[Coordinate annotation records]
= = = =

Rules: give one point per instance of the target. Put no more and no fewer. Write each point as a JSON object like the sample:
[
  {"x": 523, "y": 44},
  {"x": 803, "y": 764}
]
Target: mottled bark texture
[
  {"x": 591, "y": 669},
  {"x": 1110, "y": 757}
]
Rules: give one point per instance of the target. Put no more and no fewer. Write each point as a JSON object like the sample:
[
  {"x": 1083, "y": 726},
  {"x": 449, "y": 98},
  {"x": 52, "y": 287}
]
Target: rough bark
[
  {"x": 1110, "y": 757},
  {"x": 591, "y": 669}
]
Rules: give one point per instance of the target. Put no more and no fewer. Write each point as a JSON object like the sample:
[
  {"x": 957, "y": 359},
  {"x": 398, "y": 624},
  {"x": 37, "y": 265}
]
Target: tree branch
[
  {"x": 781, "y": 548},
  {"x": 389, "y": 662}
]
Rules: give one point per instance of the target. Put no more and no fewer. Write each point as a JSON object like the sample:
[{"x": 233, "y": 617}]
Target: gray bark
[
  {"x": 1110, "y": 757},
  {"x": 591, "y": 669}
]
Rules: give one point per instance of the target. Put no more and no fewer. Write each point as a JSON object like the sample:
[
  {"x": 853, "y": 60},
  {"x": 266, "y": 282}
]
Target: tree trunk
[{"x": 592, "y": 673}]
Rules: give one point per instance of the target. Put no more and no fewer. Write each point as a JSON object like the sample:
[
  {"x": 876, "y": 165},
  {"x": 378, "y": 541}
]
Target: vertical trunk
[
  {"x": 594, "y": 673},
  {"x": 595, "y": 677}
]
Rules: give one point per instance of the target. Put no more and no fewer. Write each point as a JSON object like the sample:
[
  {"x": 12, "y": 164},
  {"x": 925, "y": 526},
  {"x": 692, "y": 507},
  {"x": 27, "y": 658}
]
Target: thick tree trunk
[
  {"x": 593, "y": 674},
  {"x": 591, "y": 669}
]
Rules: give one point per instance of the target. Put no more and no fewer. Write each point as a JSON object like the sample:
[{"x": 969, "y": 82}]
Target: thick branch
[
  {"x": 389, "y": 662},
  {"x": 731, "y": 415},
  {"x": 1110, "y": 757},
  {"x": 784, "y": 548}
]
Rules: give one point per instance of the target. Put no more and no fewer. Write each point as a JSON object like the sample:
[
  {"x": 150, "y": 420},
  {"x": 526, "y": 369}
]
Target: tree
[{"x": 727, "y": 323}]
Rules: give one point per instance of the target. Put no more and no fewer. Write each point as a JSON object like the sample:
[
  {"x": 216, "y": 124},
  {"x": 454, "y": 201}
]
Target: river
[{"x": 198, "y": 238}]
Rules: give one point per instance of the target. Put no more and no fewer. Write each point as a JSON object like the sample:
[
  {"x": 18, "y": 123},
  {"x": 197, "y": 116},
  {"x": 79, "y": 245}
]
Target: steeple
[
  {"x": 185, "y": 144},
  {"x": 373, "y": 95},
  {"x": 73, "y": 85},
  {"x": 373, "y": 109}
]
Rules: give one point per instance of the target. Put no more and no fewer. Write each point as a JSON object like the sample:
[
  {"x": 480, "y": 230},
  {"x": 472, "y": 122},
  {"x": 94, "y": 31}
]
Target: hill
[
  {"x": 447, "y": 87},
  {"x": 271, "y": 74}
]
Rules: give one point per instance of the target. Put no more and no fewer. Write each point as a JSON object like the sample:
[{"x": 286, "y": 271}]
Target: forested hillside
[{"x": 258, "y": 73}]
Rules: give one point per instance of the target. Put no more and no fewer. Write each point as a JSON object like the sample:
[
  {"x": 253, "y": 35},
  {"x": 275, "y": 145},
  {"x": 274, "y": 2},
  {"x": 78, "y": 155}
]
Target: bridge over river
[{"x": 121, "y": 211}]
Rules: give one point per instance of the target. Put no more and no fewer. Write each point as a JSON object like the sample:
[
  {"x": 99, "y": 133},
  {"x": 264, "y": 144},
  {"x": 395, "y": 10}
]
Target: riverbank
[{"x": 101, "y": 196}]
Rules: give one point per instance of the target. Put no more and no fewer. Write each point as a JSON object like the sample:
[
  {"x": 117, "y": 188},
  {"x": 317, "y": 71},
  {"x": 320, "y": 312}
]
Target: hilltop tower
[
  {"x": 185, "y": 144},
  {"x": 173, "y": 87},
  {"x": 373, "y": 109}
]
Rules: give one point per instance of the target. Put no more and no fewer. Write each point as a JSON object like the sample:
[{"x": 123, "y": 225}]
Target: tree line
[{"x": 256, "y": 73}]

= = = =

Challenge: Output the listing above word for word.

Finished exercise:
Rules: give one point per instance of the target. Put no more and no fewer. Write each point as a JSON object like the sample:
[
  {"x": 523, "y": 44},
  {"x": 803, "y": 764}
]
Target: mottled bark texture
[
  {"x": 591, "y": 669},
  {"x": 1110, "y": 757}
]
Rules: give one point per instance of the target. Put no more and no fewer. Write each point as a JSON object like the sample:
[
  {"x": 1083, "y": 726},
  {"x": 449, "y": 98},
  {"x": 52, "y": 287}
]
Target: rough bark
[
  {"x": 1110, "y": 757},
  {"x": 591, "y": 669}
]
Rules: give one point per instance of the target. Put no more and no fewer. Write each point as a JSON object like the sample:
[
  {"x": 957, "y": 359},
  {"x": 398, "y": 624},
  {"x": 37, "y": 265}
]
Target: tree branch
[
  {"x": 781, "y": 548},
  {"x": 389, "y": 662}
]
Rules: give one point per instance of the target. Put no more and no fewer. Write each point as a JSON object like the sample:
[{"x": 233, "y": 617}]
Target: gray bark
[
  {"x": 1110, "y": 757},
  {"x": 591, "y": 669}
]
Rules: give one point per instance of the target. Put no more and no fewer. Write each point as a JSON object like the sample:
[
  {"x": 853, "y": 60},
  {"x": 266, "y": 282}
]
Target: tree trunk
[{"x": 592, "y": 673}]
Rules: give one point per instance of the target. Put no more and no fewer. Write each point as a JSON object like the sample:
[
  {"x": 876, "y": 165},
  {"x": 378, "y": 541}
]
Target: vertical trunk
[
  {"x": 594, "y": 673},
  {"x": 595, "y": 677}
]
Rules: give one point per instance of the target. Put no more and no fewer. Write each point as a JSON object like the sample:
[
  {"x": 12, "y": 164},
  {"x": 925, "y": 526},
  {"x": 692, "y": 507},
  {"x": 27, "y": 658}
]
Target: thick tree trunk
[
  {"x": 593, "y": 674},
  {"x": 591, "y": 669}
]
Rules: give one point per instance of the target. Put no more and no fewer. Write each point as a JSON object like the sample:
[{"x": 969, "y": 82}]
Target: thick branch
[
  {"x": 389, "y": 662},
  {"x": 731, "y": 415},
  {"x": 1110, "y": 757},
  {"x": 784, "y": 548}
]
Rules: give one point per instance of the target. Put no more and no fewer. Write each point as a JSON object like the sample:
[
  {"x": 150, "y": 420},
  {"x": 526, "y": 369}
]
Target: tree
[{"x": 727, "y": 323}]
Rules: give one point per instance of the target. Put no more and no fewer. Write each point as a JSON object like the sample:
[
  {"x": 216, "y": 124},
  {"x": 454, "y": 201}
]
Target: river
[{"x": 198, "y": 238}]
Rules: give one point per instance of the target. Put no more and no fewer. Write each point as a JSON object like the sample:
[
  {"x": 18, "y": 123},
  {"x": 197, "y": 116},
  {"x": 79, "y": 245}
]
Target: steeple
[
  {"x": 185, "y": 144},
  {"x": 373, "y": 95},
  {"x": 73, "y": 85},
  {"x": 373, "y": 109}
]
Rules: give one point per instance of the target. Put no more and no fewer. Write each point as a JSON object like the sample:
[
  {"x": 480, "y": 230},
  {"x": 472, "y": 122},
  {"x": 94, "y": 31}
]
Target: hill
[
  {"x": 447, "y": 87},
  {"x": 271, "y": 74}
]
Rules: give one point per instance of the target. Put no more and no fewer. Write each point as a JSON object like the sample:
[{"x": 286, "y": 271}]
Target: forested hillside
[{"x": 258, "y": 73}]
Rules: give one point per instance of the target. Put no more and no fewer. Write each point as a JSON object like the sample:
[
  {"x": 253, "y": 35},
  {"x": 275, "y": 145},
  {"x": 274, "y": 2},
  {"x": 78, "y": 155}
]
Target: bridge over river
[{"x": 121, "y": 211}]
Rules: give one point per instance of the target. Put no more and no fewer. Write each point as a JSON object like the sample:
[
  {"x": 99, "y": 133},
  {"x": 264, "y": 144},
  {"x": 395, "y": 10}
]
Target: riverbank
[{"x": 101, "y": 196}]
Rules: give one point per instance of the target. Put no more and no fewer. Write each point as a JSON object like the sample:
[
  {"x": 117, "y": 188},
  {"x": 317, "y": 71},
  {"x": 320, "y": 312}
]
Target: hilltop tower
[
  {"x": 185, "y": 144},
  {"x": 173, "y": 87},
  {"x": 373, "y": 109}
]
Rules: give one point per instance of the target. Put no more and no fewer. Write each point as a JSON object like the sample:
[{"x": 123, "y": 225}]
Target: tree line
[{"x": 256, "y": 73}]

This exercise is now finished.